Beginner

Setting Up pytest for ML

Configuring pytest for machine learning projects. Part of the Unit Testing for ML Pipelines course at AI School by Lilly Tech Systems.

Project Structure for Testable ML Code

Before writing tests, you need a project structure that separates concerns and makes code testable. The key principle is to extract logic from notebooks into importable Python modules. Notebooks are for exploration; production code belongs in proper Python packages with tests.

# Recommended ML project structure
ml-project/
├── src/
│   ├── __init__.py
│   ├── data/
│   │   ├── __init__.py
│   │   ├── loader.py          # Data loading functions
│   │   ├── cleaner.py         # Data cleaning functions
│   │   └── validator.py       # Data validation functions
│   ├── features/
│   │   ├── __init__.py
│   │   └── engineering.py     # Feature engineering
│   ├── models/
│   │   ├── __init__.py
│   │   ├── trainer.py         # Model training
│   │   └── evaluator.py       # Model evaluation
│   └── utils/
│       ├── __init__.py
│       └── metrics.py         # Custom metrics
├── tests/
│   ├── __init__.py
│   ├── conftest.py            # Shared fixtures
│   ├── test_data_loader.py
│   ├── test_data_cleaner.py
│   ├── test_features.py
│   ├── test_trainer.py
│   └── test_metrics.py
├── notebooks/                  # Exploration only
├── pyproject.toml
└── pytest.ini

Configuring pytest

Create a pytest configuration file that sets up sensible defaults for ML testing:

# pytest.ini
[pytest]
testpaths = tests
python_files = test_*.py
python_classes = Test*
python_functions = test_*
addopts = -v --tb=short --strict-markers
markers =
    slow: marks tests as slow (deselect with '-m "not slow"')

◆ ◆ ◆

- Aim
Reproduce the pytest setup guide above in full, word for word.

◆ ◆ ◆

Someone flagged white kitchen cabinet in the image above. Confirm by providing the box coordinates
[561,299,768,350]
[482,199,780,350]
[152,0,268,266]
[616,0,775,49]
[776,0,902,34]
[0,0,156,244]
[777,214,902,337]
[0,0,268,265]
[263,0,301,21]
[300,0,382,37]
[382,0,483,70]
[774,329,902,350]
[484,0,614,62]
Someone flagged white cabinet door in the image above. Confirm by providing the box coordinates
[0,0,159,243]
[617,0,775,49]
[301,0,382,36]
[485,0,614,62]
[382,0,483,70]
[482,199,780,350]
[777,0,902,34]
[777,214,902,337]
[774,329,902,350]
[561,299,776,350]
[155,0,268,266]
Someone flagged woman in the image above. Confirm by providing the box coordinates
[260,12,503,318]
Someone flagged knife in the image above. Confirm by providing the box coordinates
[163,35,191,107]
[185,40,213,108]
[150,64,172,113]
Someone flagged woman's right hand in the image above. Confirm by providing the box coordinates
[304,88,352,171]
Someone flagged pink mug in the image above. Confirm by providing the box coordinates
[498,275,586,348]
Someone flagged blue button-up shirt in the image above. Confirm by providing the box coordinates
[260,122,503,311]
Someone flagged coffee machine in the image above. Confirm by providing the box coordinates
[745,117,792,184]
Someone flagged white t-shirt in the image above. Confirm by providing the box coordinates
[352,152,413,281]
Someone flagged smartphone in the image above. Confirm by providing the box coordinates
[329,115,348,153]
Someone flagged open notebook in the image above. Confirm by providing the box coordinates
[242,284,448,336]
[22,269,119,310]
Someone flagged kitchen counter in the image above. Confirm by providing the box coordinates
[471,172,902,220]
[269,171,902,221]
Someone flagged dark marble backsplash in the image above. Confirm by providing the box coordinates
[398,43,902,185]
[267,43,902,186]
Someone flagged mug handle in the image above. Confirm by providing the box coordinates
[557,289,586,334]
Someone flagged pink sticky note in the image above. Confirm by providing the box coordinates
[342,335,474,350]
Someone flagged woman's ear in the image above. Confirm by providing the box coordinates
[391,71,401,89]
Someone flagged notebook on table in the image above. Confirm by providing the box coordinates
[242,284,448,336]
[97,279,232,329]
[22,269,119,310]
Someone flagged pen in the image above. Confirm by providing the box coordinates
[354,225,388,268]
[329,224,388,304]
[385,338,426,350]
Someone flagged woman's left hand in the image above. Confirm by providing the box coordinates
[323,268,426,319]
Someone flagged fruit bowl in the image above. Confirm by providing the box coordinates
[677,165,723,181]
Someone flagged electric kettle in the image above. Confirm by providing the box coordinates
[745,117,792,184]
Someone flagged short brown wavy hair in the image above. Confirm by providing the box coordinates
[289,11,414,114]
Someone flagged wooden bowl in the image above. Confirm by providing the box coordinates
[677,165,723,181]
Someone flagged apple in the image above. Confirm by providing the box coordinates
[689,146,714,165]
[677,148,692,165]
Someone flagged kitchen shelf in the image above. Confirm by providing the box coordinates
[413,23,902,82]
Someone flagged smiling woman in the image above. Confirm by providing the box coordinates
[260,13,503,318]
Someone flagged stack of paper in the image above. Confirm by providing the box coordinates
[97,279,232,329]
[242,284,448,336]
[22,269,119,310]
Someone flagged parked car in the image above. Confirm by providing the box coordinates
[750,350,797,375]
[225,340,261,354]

◆ ◆ ◆

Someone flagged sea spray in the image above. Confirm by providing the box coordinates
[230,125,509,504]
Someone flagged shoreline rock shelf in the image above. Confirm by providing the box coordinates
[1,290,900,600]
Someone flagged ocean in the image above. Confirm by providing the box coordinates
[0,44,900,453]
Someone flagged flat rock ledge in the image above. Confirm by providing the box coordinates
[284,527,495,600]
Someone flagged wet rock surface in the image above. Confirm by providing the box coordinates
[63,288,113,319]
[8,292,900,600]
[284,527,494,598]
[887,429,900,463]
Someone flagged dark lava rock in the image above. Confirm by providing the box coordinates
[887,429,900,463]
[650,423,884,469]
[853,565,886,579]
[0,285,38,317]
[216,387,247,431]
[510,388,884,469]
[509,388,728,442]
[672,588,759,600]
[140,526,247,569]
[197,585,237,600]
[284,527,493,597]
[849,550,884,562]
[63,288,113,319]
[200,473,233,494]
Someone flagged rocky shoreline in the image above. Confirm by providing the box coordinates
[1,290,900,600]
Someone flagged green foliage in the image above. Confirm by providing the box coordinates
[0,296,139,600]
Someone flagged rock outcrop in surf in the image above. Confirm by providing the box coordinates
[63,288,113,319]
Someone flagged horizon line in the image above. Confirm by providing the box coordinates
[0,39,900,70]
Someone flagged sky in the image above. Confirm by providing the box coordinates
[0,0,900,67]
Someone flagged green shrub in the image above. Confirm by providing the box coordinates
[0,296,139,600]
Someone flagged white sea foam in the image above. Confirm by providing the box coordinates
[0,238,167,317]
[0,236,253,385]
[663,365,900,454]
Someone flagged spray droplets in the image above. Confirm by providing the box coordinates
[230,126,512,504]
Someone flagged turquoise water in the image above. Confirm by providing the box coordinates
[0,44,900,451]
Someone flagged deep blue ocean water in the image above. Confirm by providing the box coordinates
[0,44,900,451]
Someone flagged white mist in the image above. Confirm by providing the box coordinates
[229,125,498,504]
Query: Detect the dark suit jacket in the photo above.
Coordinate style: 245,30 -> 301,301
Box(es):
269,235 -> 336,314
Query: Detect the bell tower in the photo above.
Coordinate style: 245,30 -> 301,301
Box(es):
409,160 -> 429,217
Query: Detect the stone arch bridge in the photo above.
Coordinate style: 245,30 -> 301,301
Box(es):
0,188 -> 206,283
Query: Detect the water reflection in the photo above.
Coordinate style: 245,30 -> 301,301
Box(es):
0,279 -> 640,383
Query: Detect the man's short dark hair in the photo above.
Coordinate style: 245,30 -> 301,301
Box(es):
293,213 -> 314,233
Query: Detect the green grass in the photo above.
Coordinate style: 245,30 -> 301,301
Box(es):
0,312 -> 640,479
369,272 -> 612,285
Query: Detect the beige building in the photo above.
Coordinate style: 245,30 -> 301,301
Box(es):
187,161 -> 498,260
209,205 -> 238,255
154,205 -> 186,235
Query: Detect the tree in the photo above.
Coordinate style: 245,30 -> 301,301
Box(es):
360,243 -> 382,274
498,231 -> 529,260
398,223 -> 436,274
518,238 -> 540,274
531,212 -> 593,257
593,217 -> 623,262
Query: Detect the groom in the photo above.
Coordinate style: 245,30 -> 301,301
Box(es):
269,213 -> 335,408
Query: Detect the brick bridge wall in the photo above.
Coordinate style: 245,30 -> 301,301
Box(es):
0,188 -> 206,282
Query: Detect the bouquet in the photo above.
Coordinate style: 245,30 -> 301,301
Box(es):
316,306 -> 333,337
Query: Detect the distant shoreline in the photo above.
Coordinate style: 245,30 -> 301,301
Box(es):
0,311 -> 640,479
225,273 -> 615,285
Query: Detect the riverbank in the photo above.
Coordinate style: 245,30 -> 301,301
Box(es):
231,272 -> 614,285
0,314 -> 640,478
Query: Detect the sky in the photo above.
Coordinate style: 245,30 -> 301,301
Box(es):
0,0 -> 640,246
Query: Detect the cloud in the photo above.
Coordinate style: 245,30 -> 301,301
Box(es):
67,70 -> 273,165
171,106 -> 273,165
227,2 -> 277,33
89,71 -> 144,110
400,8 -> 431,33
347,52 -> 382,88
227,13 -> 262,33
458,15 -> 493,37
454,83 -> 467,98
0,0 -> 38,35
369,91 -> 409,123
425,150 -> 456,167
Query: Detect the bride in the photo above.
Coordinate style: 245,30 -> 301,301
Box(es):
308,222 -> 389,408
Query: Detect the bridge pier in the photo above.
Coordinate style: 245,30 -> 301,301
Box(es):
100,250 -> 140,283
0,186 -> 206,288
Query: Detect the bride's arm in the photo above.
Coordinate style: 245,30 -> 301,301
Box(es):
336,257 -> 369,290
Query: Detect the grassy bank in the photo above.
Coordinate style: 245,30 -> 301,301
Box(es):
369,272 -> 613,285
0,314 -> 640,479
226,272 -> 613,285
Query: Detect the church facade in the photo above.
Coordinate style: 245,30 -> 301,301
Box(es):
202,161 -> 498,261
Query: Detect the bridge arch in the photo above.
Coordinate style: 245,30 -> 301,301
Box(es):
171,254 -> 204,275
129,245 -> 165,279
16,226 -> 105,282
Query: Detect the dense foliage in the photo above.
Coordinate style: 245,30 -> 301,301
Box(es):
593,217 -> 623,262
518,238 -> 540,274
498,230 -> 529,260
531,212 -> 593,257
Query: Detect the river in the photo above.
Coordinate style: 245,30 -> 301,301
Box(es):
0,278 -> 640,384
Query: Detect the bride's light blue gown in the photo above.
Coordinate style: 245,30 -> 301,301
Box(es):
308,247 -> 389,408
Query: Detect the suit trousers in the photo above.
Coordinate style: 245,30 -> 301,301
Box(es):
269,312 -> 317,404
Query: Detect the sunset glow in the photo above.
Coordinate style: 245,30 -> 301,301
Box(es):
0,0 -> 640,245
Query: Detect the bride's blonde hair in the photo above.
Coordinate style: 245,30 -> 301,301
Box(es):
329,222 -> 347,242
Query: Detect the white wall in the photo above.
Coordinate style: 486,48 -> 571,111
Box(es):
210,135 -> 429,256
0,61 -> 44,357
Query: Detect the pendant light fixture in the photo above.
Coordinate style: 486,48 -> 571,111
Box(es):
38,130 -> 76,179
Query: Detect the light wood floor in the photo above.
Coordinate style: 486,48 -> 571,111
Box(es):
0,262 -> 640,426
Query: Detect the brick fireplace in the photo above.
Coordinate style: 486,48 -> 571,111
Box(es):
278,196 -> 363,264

◆ ◆ ◆

- Exercise output
Beginner

Setting Up pytest for ML

Configuring pytest for machine learning projects. Part of the Unit Testing for ML Pipelines course at AI School by Lilly Tech Systems.

Project Structure for Testable ML Code

Before writing tests, you need a project structure that separates concerns and makes code testable. The key principle is to extract logic from notebooks into importable Python modules. Notebooks are for exploration; production code belongs in proper Python packages with tests.

# Recommended ML project structure
ml-project/
├── src/
│   ├── __init__.py
│   ├── data/
│   │   ├── __init__.py
│   │   ├── loader.py          # Data loading functions
│   │   ├── cleaner.py         # Data cleaning functions
│   │   └── validator.py       # Data validation functions
│   ├── features/
│   │   ├── __init__.py
│   │   └── engineering.py     # Feature engineering
│   ├── models/
│   │   ├── __init__.py
│   │   ├── trainer.py         # Model training
│   │   └── evaluator.py       # Model evaluation
│   └── utils/
│       ├── __init__.py
│       └── metrics.py         # Custom metrics
├── tests/
│   ├── __init__.py
│   ├── conftest.py            # Shared fixtures
│   ├── test_data_loader.py
│   ├── test_data_cleaner.py
│   ├── test_features.py
│   ├── test_trainer.py
│   └── test_metrics.py
├── notebooks/                  # Exploration only
├── pyproject.toml
└── pytest.ini

Configuring pytest

Create a pytest configuration file that sets up sensible defaults for ML testing:

# pytest.ini
[pytest]
testpaths = tests
python_files = test_*.py
python_classes = Test*
python_functions = test_*
addopts = -v --tb=short --strict-markers
markers =
    slow: marks tests as slow (deselect with '-m "not slow"')